Tahran ve Tel Aviv arasındaki “gölge savaşı” yeni bir aşamaya girdi

Analistler: İsrail'in İran saldırısı, sınırlı olmasına rağmen, İran'a önemli bir mesaj verirken gerilimi tırmandırmakla tehdit ediyor

İsrail’in İsfahan saldırısından bir gün sonra Tahran'da İran yapımı füzelerin görüldüğü bir reklam panosu, 20 Nisan 2024 (AFP)
İsrail’in İsfahan saldırısından bir gün sonra Tahran'da İran yapımı füzelerin görüldüğü bir reklam panosu, 20 Nisan 2024 (AFP)
TT

Tahran ve Tel Aviv arasındaki “gölge savaşı” yeni bir aşamaya girdi

İsrail’in İsfahan saldırısından bir gün sonra Tahran'da İran yapımı füzelerin görüldüğü bir reklam panosu, 20 Nisan 2024 (AFP)
İsrail’in İsfahan saldırısından bir gün sonra Tahran'da İran yapımı füzelerin görüldüğü bir reklam panosu, 20 Nisan 2024 (AFP)

Saldırının kaynağı tam olarak belli olmamakla birlikte basında yer alan haberlere göre saldırı, İran hava sahasını ihlal etmeyen bir savaş uçağından ateşlenen en az bir füze ve İran içinden fırlatılan ve hava savunma sistemini şaşırtmayı amaçlamış olmasından şüphelenilen ‘quadcopter’ olarak bilinen küçük saldırı dronlarıyla gerçekleşti.

İsrail'in İran'a saldırısı, her ne kadar kasıtlı olarak sınırlı gerçekleşmiş görünse de Tahran'daki İran liderlerine İsrail’in İran’daki hassas noktaları hedef alabileceğine dair açık bir uyarıydı.

İki ezeli düşman olan İran ve İsrail, Ortadoğu'da onlarca yıldır gölge savaşı yürütüyorlar. İsrail bu savaş çerçevesinde İran içinde gizli operasyonlar gerçekleştirirken, İran, başta Gazze Şeridi’ndeki Hamas Hareketi ve Lübnan'daki Hizbullah olmak üzere İsrail karşıtı silahlı grupları destekledi.

Ancak analistlere göre son haftalarda yükselen tansiyon şimdilik düşmüş gibi görünse de gölge savaşı, her zamankinden daha çok açıktan bir savaşa dönüşme riski taşıyan yeni bir aşamaya girdi.

- _Sorular_:
a) Gölge savaşı metnine göre:
(i) Füzenin ateşlendiği ileri sürülen savaş uçağı neyi ihlal etmedi?
(ii) İran başta hangi silahlı grupları destekledi?
(iii) Tahran'daki reklam panosunun fotoğrafı hangi tarihe ait?
b) Gölge savaşı metninde "Saldırının kaynağı tam" sözlerinden başlayıp "silahlı grupları destekledi." sözlerine kadar aşağı inen bölümün tamamını birebir yeniden verir misiniz?
Yanıtlar için yalnızca metindeki bilgiler kullanılmalıdır.

- _Verilen Veri_:
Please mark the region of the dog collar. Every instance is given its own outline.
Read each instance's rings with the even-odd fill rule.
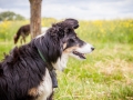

- _Cevap Anahtarı_:
a)
(i) İran hava sahasını.
(ii) Gazze Şeridi'ndeki Hamas Hareketi'ni ve Lübnan'daki Hizbullah'ı.
(iii) 20 Nisan 2024.

b)
Saldırının kaynağı tam olarak belli olmamakla birlikte basında yer alan haberlere göre saldırı, İran hava sahasını ihlal etmeyen bir savaş uçağından ateşlenen en az bir füze ve İran içinden fırlatılan ve hava savunma sistemini şaşırtmayı amaçlamış olmasından şüphelenilen ‘quadcopter’ olarak bilinen küçük saldırı dronlarıyla gerçekleşti.

İsrail'in İran'a saldırısı, her ne kadar kasıtlı olarak sınırlı gerçekleşmiş görünse de Tahran'daki İran liderlerine İsrail’in İran’daki hassas noktaları hedef alabileceğine dair açık bir uyarıydı.

İki ezeli düşman olan İran ve İsrail, Ortadoğu'da onlarca yıldır gölge savaşı yürütüyorlar. İsrail bu savaş çerçevesinde İran içinde gizli operasyonlar gerçekleştirirken, İran, başta Gazze Şeridi’ndeki Hamas Hareketi ve Lübnan'daki Hizbullah olmak üzere İsrail karşıtı silahlı grupları destekledi.